§ **SOURCE EXTRACT**
——————
[X-Unix] ssh sudo password in clear text
Eric F Crist
ecrist at secure-computing.net
Sun Jun 10 13:45:11 PDT 2007
On Jun 10, 2007, at 3:01 PMJun 10, 2007, Paul Hess wrote:
>
> On Jun 10, 2007, at 3:41 PM, Eric F Crist wrote:
>
>> On Jun 10, 2007, at 2:12 PMJun 10, 2007, Paul Hess wrote:
>>
>>> Hi all,
>>>
>>> I have a command in my bin directory as follows:
>>>
>>> ssh someserver.com sudo mailstuff/sa-learn.sh
>>>
>>> When it executes the remote sudo command, it prompts me for a
>>> password which, when I type it, appears on my screen in cleartext
>>> rather than hidden. I am using the standard OS/X terminal.
>>>
>>> Is there some way I can avoid having that password appear in
>>> cleartext?
>>>
>>> TIA!
——————
§ **EXTRACTED MATERIAL**
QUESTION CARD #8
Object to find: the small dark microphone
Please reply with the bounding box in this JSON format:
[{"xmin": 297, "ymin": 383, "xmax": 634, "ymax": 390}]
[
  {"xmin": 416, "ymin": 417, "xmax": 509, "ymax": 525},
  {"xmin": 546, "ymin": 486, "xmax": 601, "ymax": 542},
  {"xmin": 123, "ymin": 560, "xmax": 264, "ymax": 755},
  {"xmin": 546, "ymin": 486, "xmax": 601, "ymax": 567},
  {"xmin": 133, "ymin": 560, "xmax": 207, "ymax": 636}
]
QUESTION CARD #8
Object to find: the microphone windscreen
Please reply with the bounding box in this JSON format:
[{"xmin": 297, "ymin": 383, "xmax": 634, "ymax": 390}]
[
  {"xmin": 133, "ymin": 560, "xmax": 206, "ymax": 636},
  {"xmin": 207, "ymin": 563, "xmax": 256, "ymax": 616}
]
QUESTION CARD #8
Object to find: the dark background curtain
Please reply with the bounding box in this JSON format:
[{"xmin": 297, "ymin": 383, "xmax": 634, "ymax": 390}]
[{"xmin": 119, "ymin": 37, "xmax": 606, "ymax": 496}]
——————
§ **SHORT EXERCISE 1**
In the mailing-list post about the ssh sudo password, what problem makes Paul Hess ask for help? Answer in one to three sentences.
§ **SHORT EXERCISE 2**
According to the ssh sudo password thread, what command does Paul Hess have in his bin directory?
§ **SHORT EXERCISE 3**
Extend the mailing-list thread about the ssh sudo password past its last line.

§ **EXERCISE ANSWER 1**
When his command runs sudo on the remote server, he is asked for a password. What he types appears on his screen in clear text instead of being hidden. He is using the standard OS/X terminal.

§ **EXERCISE ANSWER 2**
ssh someserver.com sudo mailstuff/sa-learn.sh

§ **EXERCISE ANSWER 3**
>>
>> Paul,
>>
>> If you're the owner of that box, I would recommend making that
>> password non-required through your sudo configuration. An couple
>> entries such as follows would work nicely for you:
>>
>> username ALL = NOPASSWD: /full/path/to/script/mailstuff/sa-learn.sh
>> username ALL = (ALL) ALL
>>
>> (*There are ways to make this all on one line, but I write it this
>> way for readability. See man sudoers(5) for more examples)
>>
>> The first entry allows the command, and only that command, to be
>> executed with sudo, without a password. A great feature if you're
>> automating anything that requires sudo access (some questionable
>> web site packages require this (oreon, www.oreon-project.org, for
>> one).
>>
>> The second command allows your user to execute all other commands
>> via sudo, requiring a password.
>> The full path above is required for any security conscious
>> administrator, otherwise, if I got access to username's account, I
>> could create any arbitrary mailstuff directory with an sa-learn.sh
>> script within and execute any command I wanted as root, without
>> having to know your password.
>>
>> My recommendation would be to use /etc/crontab or AT to perform
>> the above task, automatically, at your predetermined intervals.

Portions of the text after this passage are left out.